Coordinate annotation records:
········
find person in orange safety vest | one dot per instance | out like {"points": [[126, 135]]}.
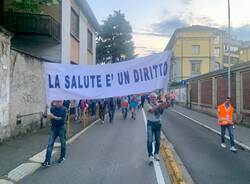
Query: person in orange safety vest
{"points": [[225, 120]]}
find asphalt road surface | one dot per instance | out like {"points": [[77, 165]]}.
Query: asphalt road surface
{"points": [[104, 154], [200, 151]]}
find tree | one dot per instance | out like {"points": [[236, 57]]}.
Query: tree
{"points": [[31, 6], [114, 42]]}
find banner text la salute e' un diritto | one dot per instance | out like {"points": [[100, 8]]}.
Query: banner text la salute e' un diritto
{"points": [[136, 76]]}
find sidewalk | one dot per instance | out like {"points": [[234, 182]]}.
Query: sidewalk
{"points": [[18, 150], [242, 134]]}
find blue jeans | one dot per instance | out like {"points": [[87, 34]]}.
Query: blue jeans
{"points": [[153, 128], [111, 115], [231, 133], [55, 132]]}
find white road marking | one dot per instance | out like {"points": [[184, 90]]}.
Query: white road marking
{"points": [[158, 171], [213, 130]]}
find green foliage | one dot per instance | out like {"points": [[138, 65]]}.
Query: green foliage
{"points": [[31, 6], [114, 42]]}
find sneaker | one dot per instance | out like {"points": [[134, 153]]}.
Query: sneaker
{"points": [[157, 158], [223, 145], [61, 160], [45, 164], [150, 160], [233, 149]]}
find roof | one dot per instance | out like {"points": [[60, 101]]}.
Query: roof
{"points": [[194, 28], [89, 14]]}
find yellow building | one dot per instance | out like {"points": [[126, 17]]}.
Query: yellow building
{"points": [[245, 54], [196, 50]]}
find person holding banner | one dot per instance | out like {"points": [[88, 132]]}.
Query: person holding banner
{"points": [[102, 108], [154, 110], [133, 105], [111, 109], [58, 129]]}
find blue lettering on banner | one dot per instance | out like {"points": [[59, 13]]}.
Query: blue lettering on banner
{"points": [[50, 84], [155, 68], [99, 81], [165, 68], [67, 83], [108, 84], [151, 73], [73, 82], [126, 77], [80, 85], [146, 76], [92, 77], [123, 78], [57, 82], [136, 75], [160, 66], [141, 74], [86, 81]]}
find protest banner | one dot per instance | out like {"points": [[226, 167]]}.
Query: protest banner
{"points": [[140, 75]]}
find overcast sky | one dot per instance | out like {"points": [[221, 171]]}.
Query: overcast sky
{"points": [[154, 21]]}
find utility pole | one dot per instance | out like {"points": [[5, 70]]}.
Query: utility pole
{"points": [[229, 52]]}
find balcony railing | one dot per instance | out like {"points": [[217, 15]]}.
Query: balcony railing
{"points": [[26, 23]]}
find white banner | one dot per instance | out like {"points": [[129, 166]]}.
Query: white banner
{"points": [[140, 75]]}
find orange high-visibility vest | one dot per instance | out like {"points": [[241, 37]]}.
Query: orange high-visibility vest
{"points": [[225, 115]]}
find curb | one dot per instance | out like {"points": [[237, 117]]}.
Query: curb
{"points": [[176, 169], [243, 146], [34, 163]]}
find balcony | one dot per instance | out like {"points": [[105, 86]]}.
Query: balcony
{"points": [[36, 24]]}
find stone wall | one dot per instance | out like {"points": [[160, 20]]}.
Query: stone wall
{"points": [[4, 83], [22, 90]]}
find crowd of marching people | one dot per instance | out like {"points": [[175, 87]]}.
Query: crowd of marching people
{"points": [[127, 105]]}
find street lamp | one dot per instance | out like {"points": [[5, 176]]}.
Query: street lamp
{"points": [[229, 53]]}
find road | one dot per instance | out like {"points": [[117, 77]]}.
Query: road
{"points": [[200, 151], [104, 154]]}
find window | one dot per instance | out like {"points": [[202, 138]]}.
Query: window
{"points": [[90, 41], [217, 39], [195, 49], [74, 24], [217, 52], [195, 67]]}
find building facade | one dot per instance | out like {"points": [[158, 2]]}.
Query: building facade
{"points": [[62, 32], [199, 49]]}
········
Extract all the data above exactly, excluding every picture.

Result:
find person in orange safety vest | one dot per instance | out like {"points": [[126, 135]]}.
Query: person in orange safety vest
{"points": [[225, 120]]}
find asphalt road surface | one dot per instance | out like {"points": [[77, 165]]}.
Query: asphalt road surface
{"points": [[104, 154], [200, 151]]}
find tree | one dot per instance | out like {"points": [[236, 57]]}.
Query: tree
{"points": [[31, 6], [114, 42]]}
find banner text la salute e' un diritto | one dot per instance | out like {"points": [[100, 8]]}.
Query: banner text la salute e' un diritto
{"points": [[136, 76]]}
find sidewalk | one dot per instance | out like {"points": [[234, 182]]}.
Query: sidewalk
{"points": [[18, 150], [242, 134]]}
find blue jeans | one dot per instance | out like {"points": [[87, 34]]}.
Query: blue jeans
{"points": [[153, 128], [111, 115], [231, 133], [55, 132]]}
find white road marking | one dot per instance | out like {"points": [[184, 90]]}.
Query: white road marking
{"points": [[158, 171], [213, 130]]}
find green foliage | one dot per instance | out like {"points": [[138, 65]]}.
Query: green foliage
{"points": [[31, 6], [114, 42]]}
find sneaker | one dot per instance | out like {"points": [[134, 153]]}.
Query: sneaker
{"points": [[157, 158], [223, 145], [61, 160], [45, 164], [150, 160], [233, 149]]}
find roof | one dot per instance | out like {"points": [[60, 101]]}.
Query: roof
{"points": [[194, 28], [89, 14]]}
find yellow building | one dot per instance | out like {"points": [[126, 17]]}.
Query: yellow building
{"points": [[245, 54], [196, 50]]}
find person holding banner | one dot per instance | out like {"points": [[88, 132]]}.
Query: person holding banner
{"points": [[102, 108], [154, 110], [133, 105], [111, 109], [58, 129]]}
find blue lettering on banner | one dot per instance | out like {"points": [[59, 13]]}.
Query: blue lettering on banner
{"points": [[50, 84], [155, 68], [99, 81], [165, 68], [67, 83], [108, 84], [151, 73], [73, 82], [126, 77], [80, 85], [146, 76], [92, 77], [123, 78], [57, 82], [136, 75], [160, 66], [141, 74], [86, 81]]}
find protest banner | one dot per instance | out like {"points": [[226, 167]]}.
Query: protest banner
{"points": [[140, 75]]}
find overcast sky | one dot per instance | out like {"points": [[221, 171]]}.
Query: overcast sky
{"points": [[154, 21]]}
find utility pole | one dot per instance | out like {"points": [[5, 70]]}.
Query: utility pole
{"points": [[229, 52]]}
find balcony railing | one dot per instance | out like {"points": [[217, 15]]}.
Query: balcony railing
{"points": [[26, 23]]}
find white banner | one dot per instance | out like {"points": [[129, 166]]}.
Query: white banner
{"points": [[140, 75]]}
find orange high-visibility vest | one dot per instance | out like {"points": [[241, 37]]}.
Query: orange high-visibility vest
{"points": [[225, 115]]}
find curb | one dot per instance | out like {"points": [[237, 117]]}.
Query: curb
{"points": [[176, 169], [243, 146], [34, 163]]}
find balcony | one dot per instance | out like {"points": [[105, 86]]}.
Query: balcony
{"points": [[36, 24]]}
find stone wall | one dot per instance | out like {"points": [[160, 20]]}.
Query: stone wall
{"points": [[4, 83], [22, 90]]}
find crowd of marching people | one dot per instance | out like {"points": [[175, 87]]}.
Query: crowd of marching people
{"points": [[127, 105]]}
find street lamp | one dot per instance | out like {"points": [[5, 176]]}.
Query: street lamp
{"points": [[229, 53]]}
find road | one dot per instance | out like {"points": [[117, 77]]}.
Query: road
{"points": [[200, 151], [104, 154]]}
find window | one dot per instance | out like {"points": [[202, 138]]}.
Query: window
{"points": [[90, 41], [217, 39], [195, 49], [74, 24], [217, 52], [195, 67]]}
find building facade | one dot per instance | out like {"points": [[158, 2]]}.
Query: building facade
{"points": [[62, 32], [199, 49]]}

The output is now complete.